Position annotation records:
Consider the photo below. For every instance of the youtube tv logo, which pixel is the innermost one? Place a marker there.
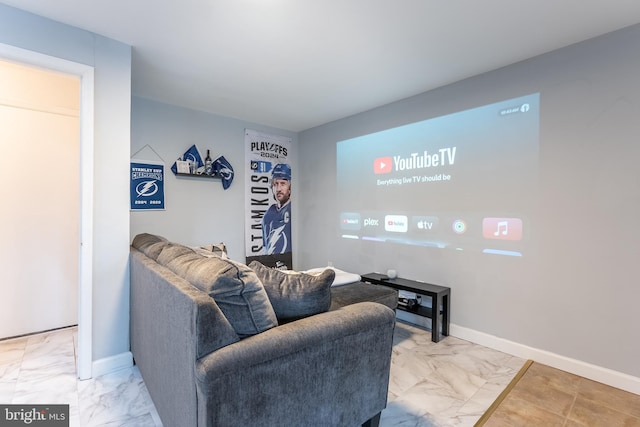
(382, 165)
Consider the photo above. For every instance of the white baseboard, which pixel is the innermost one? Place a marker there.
(577, 367)
(593, 372)
(110, 364)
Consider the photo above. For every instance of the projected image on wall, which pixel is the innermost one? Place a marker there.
(464, 181)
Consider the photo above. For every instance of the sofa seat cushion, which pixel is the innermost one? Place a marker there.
(235, 287)
(295, 295)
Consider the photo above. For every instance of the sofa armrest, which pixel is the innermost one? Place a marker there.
(327, 369)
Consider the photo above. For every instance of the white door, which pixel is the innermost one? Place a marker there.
(40, 194)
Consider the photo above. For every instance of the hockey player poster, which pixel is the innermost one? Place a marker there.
(268, 199)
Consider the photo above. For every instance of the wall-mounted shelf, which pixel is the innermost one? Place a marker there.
(195, 175)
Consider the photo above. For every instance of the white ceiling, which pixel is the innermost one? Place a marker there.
(297, 64)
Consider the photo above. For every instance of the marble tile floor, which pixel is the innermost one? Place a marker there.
(450, 383)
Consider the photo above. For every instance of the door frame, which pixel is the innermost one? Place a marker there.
(85, 262)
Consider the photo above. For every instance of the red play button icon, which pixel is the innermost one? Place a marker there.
(382, 165)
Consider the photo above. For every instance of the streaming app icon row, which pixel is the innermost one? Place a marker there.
(492, 227)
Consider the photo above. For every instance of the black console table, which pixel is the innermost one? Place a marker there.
(440, 297)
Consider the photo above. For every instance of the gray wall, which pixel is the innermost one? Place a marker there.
(576, 295)
(112, 100)
(197, 211)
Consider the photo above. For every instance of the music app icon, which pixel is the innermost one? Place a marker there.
(502, 228)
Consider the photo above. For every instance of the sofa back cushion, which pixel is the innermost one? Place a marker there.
(295, 295)
(235, 287)
(149, 244)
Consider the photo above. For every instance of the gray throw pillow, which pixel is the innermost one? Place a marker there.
(295, 295)
(235, 287)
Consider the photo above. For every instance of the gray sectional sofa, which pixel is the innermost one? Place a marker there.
(213, 351)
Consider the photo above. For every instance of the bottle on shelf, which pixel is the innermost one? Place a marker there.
(208, 164)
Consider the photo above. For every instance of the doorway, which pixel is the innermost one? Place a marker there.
(84, 191)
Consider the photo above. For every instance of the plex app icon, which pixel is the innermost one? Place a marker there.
(382, 165)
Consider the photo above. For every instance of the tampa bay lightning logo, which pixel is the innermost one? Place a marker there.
(147, 188)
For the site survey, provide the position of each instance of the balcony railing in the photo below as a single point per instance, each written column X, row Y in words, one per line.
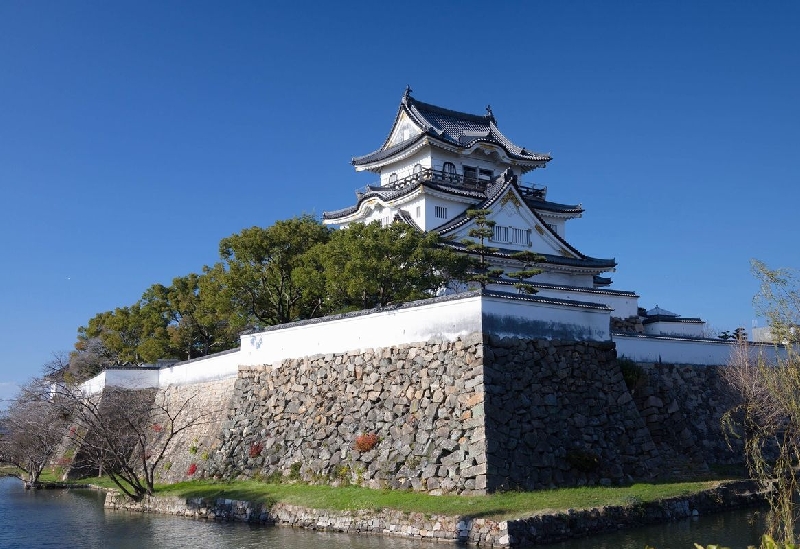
column 538, row 192
column 429, row 175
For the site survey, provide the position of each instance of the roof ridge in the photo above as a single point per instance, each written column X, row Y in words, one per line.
column 483, row 118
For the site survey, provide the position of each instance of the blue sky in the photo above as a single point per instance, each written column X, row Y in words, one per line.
column 135, row 135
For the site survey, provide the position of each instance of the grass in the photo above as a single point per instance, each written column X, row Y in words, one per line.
column 505, row 505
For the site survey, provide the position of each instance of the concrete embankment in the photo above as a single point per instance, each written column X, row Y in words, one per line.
column 541, row 528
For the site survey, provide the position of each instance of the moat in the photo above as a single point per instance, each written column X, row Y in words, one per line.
column 76, row 518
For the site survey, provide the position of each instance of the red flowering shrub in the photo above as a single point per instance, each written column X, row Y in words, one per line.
column 365, row 443
column 255, row 449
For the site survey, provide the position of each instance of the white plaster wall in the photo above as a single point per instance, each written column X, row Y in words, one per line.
column 201, row 370
column 94, row 385
column 552, row 277
column 684, row 329
column 687, row 351
column 446, row 320
column 520, row 318
column 623, row 306
column 411, row 208
column 558, row 223
column 430, row 203
column 133, row 378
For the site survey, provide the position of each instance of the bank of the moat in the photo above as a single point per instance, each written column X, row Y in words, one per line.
column 545, row 527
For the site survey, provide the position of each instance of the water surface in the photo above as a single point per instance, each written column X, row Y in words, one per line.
column 33, row 519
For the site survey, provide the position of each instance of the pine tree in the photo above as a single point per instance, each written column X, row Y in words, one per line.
column 528, row 259
column 483, row 230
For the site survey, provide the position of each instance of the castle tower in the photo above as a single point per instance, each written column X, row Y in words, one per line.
column 437, row 163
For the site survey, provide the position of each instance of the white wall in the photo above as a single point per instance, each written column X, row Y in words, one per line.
column 200, row 370
column 537, row 318
column 132, row 378
column 411, row 324
column 685, row 329
column 623, row 306
column 683, row 351
column 446, row 320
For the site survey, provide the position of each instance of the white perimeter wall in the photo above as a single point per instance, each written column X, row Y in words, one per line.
column 445, row 319
column 685, row 329
column 201, row 370
column 684, row 351
column 624, row 306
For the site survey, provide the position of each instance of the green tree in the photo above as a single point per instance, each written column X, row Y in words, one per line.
column 483, row 230
column 365, row 266
column 180, row 321
column 259, row 265
column 528, row 260
column 120, row 331
column 767, row 419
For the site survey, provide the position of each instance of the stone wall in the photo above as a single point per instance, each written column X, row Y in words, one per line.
column 303, row 419
column 682, row 407
column 474, row 415
column 205, row 405
column 559, row 414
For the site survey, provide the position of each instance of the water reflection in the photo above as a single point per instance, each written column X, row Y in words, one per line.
column 76, row 519
column 734, row 529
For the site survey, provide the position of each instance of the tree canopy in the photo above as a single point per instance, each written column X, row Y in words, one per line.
column 292, row 270
column 365, row 266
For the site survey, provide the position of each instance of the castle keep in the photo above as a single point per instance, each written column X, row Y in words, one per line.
column 471, row 391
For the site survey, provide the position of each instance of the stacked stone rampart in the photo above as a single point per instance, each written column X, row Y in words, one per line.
column 474, row 415
column 559, row 413
column 312, row 418
column 682, row 407
column 204, row 405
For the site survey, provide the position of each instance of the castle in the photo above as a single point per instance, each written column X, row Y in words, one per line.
column 467, row 392
column 437, row 163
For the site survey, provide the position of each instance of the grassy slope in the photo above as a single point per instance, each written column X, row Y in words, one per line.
column 498, row 506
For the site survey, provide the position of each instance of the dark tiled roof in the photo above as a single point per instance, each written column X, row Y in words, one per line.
column 455, row 128
column 601, row 280
column 567, row 287
column 553, row 206
column 665, row 318
column 404, row 217
column 387, row 193
column 551, row 259
column 493, row 192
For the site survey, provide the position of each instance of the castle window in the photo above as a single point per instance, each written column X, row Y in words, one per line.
column 470, row 174
column 449, row 170
column 519, row 236
column 500, row 233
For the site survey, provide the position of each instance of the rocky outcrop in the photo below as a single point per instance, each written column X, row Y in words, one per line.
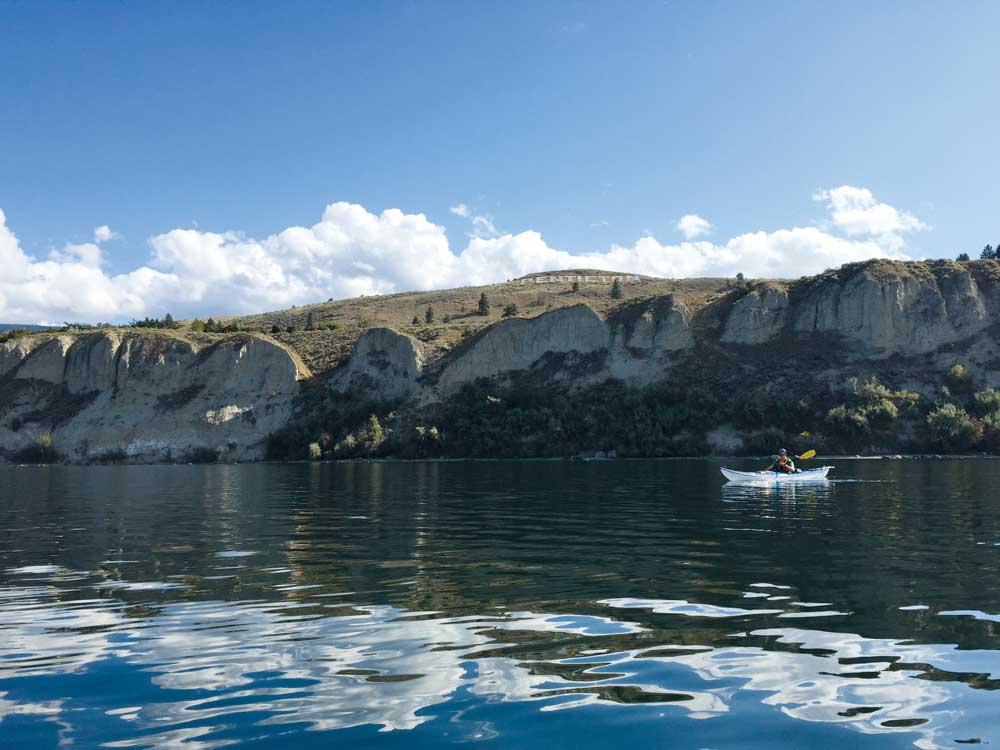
column 91, row 363
column 758, row 317
column 518, row 343
column 886, row 310
column 384, row 364
column 13, row 353
column 151, row 398
column 664, row 326
column 47, row 362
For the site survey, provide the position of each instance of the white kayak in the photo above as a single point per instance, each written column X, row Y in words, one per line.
column 774, row 476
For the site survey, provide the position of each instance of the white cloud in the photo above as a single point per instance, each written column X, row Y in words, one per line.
column 352, row 251
column 482, row 224
column 855, row 211
column 103, row 233
column 692, row 225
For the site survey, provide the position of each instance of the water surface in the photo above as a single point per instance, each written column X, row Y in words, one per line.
column 509, row 604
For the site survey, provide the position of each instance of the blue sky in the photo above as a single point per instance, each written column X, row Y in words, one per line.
column 594, row 125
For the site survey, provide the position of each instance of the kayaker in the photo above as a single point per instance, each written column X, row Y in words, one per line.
column 783, row 463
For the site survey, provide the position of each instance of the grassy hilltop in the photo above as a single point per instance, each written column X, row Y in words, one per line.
column 456, row 313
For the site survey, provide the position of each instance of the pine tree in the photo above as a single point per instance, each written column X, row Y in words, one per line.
column 374, row 433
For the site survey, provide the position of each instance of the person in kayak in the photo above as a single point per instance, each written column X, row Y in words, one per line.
column 783, row 464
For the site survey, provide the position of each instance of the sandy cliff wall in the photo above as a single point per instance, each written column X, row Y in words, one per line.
column 148, row 398
column 158, row 397
column 877, row 309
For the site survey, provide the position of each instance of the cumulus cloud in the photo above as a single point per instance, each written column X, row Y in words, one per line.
column 353, row 251
column 103, row 233
column 692, row 226
column 855, row 212
column 482, row 224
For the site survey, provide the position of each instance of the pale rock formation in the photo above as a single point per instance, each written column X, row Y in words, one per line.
column 664, row 327
column 91, row 363
column 383, row 363
column 517, row 343
column 13, row 352
column 47, row 362
column 897, row 313
column 154, row 398
column 758, row 317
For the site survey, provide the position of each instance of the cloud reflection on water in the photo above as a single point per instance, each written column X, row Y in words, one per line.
column 273, row 663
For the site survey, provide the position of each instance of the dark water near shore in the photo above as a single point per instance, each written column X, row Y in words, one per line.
column 512, row 605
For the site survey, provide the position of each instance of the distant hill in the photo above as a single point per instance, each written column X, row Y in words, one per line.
column 24, row 326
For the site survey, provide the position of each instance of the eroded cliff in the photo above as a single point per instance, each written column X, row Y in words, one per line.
column 142, row 397
column 121, row 394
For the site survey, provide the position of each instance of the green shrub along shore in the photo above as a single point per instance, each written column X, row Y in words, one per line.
column 524, row 418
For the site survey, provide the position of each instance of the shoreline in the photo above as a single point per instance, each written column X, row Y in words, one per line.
column 387, row 460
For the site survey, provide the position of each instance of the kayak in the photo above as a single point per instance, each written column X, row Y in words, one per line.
column 773, row 476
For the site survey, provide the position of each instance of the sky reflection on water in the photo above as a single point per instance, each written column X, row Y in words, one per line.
column 447, row 617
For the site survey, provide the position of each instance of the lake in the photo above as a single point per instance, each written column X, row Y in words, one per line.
column 508, row 604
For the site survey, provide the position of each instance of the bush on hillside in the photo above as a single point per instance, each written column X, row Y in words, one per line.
column 872, row 406
column 958, row 379
column 952, row 429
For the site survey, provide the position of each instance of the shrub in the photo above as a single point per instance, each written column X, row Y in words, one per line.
column 871, row 406
column 14, row 333
column 951, row 428
column 958, row 379
column 167, row 321
column 987, row 402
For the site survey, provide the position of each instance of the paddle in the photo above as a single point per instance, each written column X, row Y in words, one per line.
column 807, row 455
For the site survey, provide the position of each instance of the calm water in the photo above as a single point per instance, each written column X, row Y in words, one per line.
column 513, row 605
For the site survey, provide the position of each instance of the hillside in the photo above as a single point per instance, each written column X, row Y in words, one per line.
column 869, row 357
column 323, row 350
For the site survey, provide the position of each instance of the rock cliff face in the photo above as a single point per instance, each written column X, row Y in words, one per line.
column 757, row 318
column 517, row 344
column 152, row 397
column 891, row 310
column 146, row 398
column 876, row 309
column 384, row 364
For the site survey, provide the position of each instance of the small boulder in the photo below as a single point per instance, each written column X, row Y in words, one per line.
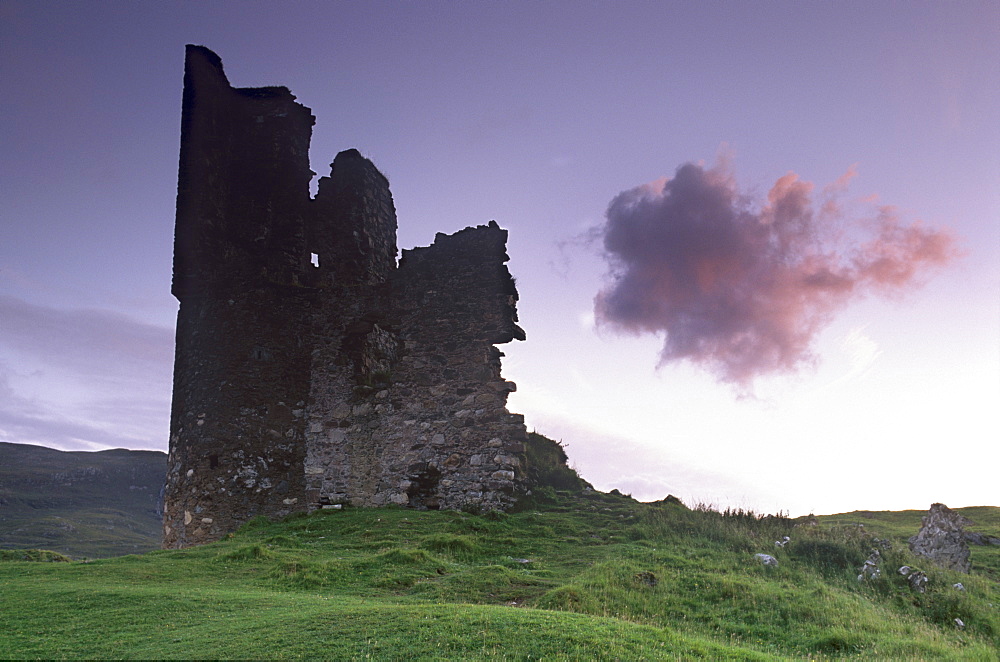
column 767, row 560
column 942, row 539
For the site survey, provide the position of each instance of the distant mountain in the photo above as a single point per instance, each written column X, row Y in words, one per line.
column 79, row 503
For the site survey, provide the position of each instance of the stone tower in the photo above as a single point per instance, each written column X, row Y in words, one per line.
column 310, row 369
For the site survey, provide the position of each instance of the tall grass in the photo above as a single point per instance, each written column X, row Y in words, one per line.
column 585, row 575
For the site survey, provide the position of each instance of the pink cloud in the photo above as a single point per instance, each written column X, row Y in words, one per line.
column 741, row 287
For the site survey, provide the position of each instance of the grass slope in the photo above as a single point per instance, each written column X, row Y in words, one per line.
column 84, row 504
column 581, row 576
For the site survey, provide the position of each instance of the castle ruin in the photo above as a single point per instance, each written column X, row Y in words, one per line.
column 310, row 369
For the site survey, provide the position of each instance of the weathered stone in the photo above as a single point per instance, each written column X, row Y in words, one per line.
column 942, row 539
column 287, row 298
column 767, row 560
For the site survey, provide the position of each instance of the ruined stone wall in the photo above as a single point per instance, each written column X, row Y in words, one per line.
column 422, row 420
column 310, row 370
column 242, row 356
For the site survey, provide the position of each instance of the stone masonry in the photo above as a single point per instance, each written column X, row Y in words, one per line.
column 310, row 368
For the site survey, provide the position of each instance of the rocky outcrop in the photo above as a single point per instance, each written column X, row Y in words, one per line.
column 311, row 368
column 942, row 539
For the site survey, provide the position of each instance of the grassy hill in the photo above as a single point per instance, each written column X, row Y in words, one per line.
column 578, row 575
column 83, row 504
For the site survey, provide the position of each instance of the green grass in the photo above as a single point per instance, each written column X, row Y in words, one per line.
column 590, row 576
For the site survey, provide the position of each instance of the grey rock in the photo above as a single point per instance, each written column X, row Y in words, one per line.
column 767, row 560
column 942, row 539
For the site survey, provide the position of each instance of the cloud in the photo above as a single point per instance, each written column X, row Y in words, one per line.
column 82, row 379
column 741, row 287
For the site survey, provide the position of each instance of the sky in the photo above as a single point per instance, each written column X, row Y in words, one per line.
column 756, row 244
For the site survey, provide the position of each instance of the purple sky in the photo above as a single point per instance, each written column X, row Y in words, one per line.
column 539, row 115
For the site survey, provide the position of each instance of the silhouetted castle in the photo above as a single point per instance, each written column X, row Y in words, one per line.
column 310, row 369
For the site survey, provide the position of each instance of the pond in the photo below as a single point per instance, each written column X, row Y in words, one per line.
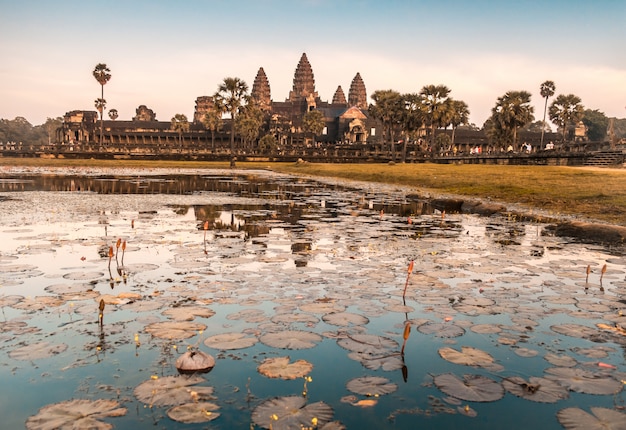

**Task statement**
Reproduce the lines above, starting with the line containing "Consider the photo above. For every instance of the tampa" and ending with the line containing "column 76, row 518", including both. Omit the pictures from your answer.

**The completed task**
Consider the photo above. For every instance of the tampa bay lightning logo, which pixel is the innermost one? Place a marker there.
(147, 188)
For the site survey, provide the position of each instance of the balcony railing in the photo below as a single point per instance, each written column X, row Y in words, one per line.
column 538, row 192
column 429, row 175
For the site survey, provide the position of each instance of the roof ridge in the photo above as a single point per instance, each written column X, row Y in words, one per line.
column 483, row 118
For the site survey, provide the position of each instance of the blue sky in the photo above as a single point per instance, each written column X, row Y in words, one per line.
column 135, row 135
For the site survey, provide the position of each instance of the grass in the photo above as a single point per instance, each written column X, row Y in words, one per line.
column 505, row 505
For the site survey, provide the position of each instance of the concrete embankment in the photo above as a single point per instance, each written column X, row Y in words, one per line.
column 541, row 528
For the site survey, provide the position of each instance of the moat in the photo above as a single point per instance, each written column X, row Y in words, one per line.
column 76, row 518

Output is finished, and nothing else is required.